Fr. Jovito do Rego de Jesus Araujo saat memaparkan materinya. |
Kupang, CAKRAWALANTT.COM - Fakultas Ilmu Sosial dan Ilmu Politik (FISIP)
Universitas Katolik Widya Mandira (Unwira) Kupang dan Centro Nacional Chega!
I.P Timor Leste menggelar seminar internasional dengan tema “Mempererat
Jembatan Perdamaian dan Rekonsiliasi Antarbangsa” di Auditorium St. Paulus,
Gedung Rektorat, Kampus Penfui, Senin (30/9/2024).
Seminar internasional tersebut dibuka secara resmi
oleh Rektor Unwira yang diwakili oleh Wakil Rektor III, Rodriques Servatius.
Mewakili Pater Philipus Tule, SVD., Rodriques menyampaikan apresiasi kepada
FISIP Unwira yang telah merancang kegiatan tersebut.

== CATATAN YANG DITAMPILKAN ==
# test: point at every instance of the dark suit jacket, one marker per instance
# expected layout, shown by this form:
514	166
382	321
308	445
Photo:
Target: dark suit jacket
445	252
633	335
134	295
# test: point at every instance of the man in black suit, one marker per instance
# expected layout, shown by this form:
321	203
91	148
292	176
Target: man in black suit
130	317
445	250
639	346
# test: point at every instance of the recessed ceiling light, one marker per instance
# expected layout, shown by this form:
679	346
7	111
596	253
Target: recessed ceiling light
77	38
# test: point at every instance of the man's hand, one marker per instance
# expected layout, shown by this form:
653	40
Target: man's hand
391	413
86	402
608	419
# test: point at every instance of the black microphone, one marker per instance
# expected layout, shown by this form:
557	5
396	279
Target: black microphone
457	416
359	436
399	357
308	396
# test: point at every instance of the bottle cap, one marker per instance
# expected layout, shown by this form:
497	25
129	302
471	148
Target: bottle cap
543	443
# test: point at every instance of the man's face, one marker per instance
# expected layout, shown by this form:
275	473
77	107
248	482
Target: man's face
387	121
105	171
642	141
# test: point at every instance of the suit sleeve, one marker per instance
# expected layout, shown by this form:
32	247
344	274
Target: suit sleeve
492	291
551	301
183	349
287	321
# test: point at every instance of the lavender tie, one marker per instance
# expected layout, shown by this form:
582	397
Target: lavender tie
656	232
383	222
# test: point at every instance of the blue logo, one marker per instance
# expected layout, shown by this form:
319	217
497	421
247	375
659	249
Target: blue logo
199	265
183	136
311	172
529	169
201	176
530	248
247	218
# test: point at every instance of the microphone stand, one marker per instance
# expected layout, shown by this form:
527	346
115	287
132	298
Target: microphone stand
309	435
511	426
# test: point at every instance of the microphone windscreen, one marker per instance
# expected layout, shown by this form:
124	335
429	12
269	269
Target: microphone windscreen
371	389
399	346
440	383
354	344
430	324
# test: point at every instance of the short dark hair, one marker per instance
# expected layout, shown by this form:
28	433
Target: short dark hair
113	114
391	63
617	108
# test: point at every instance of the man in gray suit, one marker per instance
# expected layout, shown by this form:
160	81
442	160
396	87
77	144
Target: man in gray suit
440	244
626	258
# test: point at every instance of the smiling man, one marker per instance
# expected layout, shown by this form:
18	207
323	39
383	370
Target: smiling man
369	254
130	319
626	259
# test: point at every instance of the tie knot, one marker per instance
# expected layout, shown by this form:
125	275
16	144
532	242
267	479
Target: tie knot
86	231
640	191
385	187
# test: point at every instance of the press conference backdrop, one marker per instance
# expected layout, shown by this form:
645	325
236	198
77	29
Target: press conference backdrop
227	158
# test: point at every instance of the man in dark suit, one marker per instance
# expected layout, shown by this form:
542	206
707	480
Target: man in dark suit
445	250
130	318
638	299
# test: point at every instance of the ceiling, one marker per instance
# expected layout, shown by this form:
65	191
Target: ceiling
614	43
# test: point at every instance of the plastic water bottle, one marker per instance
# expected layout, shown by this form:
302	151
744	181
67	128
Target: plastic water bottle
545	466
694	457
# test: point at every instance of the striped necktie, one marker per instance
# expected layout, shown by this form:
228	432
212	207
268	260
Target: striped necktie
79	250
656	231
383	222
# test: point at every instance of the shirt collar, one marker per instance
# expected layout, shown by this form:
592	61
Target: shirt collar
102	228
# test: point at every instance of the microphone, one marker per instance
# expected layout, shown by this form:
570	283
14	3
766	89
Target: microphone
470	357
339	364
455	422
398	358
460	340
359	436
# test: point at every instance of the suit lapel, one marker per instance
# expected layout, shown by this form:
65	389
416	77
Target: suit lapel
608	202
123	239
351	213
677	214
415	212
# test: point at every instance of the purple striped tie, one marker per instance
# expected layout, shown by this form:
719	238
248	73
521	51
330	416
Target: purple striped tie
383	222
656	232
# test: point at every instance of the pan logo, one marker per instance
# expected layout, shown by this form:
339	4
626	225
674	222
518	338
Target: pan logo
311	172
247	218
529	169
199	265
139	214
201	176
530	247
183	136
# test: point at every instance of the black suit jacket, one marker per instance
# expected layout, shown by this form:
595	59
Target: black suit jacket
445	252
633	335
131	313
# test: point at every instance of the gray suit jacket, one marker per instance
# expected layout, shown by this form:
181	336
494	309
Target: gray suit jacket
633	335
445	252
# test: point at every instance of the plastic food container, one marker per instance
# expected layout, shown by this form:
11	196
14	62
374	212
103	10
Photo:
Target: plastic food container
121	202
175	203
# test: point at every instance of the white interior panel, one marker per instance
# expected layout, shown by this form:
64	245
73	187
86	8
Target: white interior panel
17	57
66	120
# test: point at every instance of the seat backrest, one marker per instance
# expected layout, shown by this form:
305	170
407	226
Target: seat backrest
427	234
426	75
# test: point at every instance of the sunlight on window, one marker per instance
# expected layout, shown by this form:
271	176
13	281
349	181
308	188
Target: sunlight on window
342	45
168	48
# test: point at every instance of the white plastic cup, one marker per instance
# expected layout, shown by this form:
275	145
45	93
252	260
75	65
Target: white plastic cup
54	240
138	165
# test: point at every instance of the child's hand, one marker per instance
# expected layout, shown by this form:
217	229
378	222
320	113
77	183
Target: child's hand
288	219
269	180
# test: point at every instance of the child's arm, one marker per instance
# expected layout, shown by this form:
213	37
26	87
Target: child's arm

== PETUNJUK ==
a: Menurut teks bacaan tentang seminar internasional di atas, di mana seminar tersebut diselenggarakan?
b: Ambil setiap baris catatan di atas yang memuat kata "panel". Perhatikan bahwa huruf besar dan huruf kecil dibedakan.

== JAWABAN LATIHAN ==
a: Seminar itu diselenggarakan di Auditorium St. Paulus, Gedung Rektorat, Kampus Penfui.

b:
# test: point at every instance of the white interior panel, one marker per instance
Target: white interior panel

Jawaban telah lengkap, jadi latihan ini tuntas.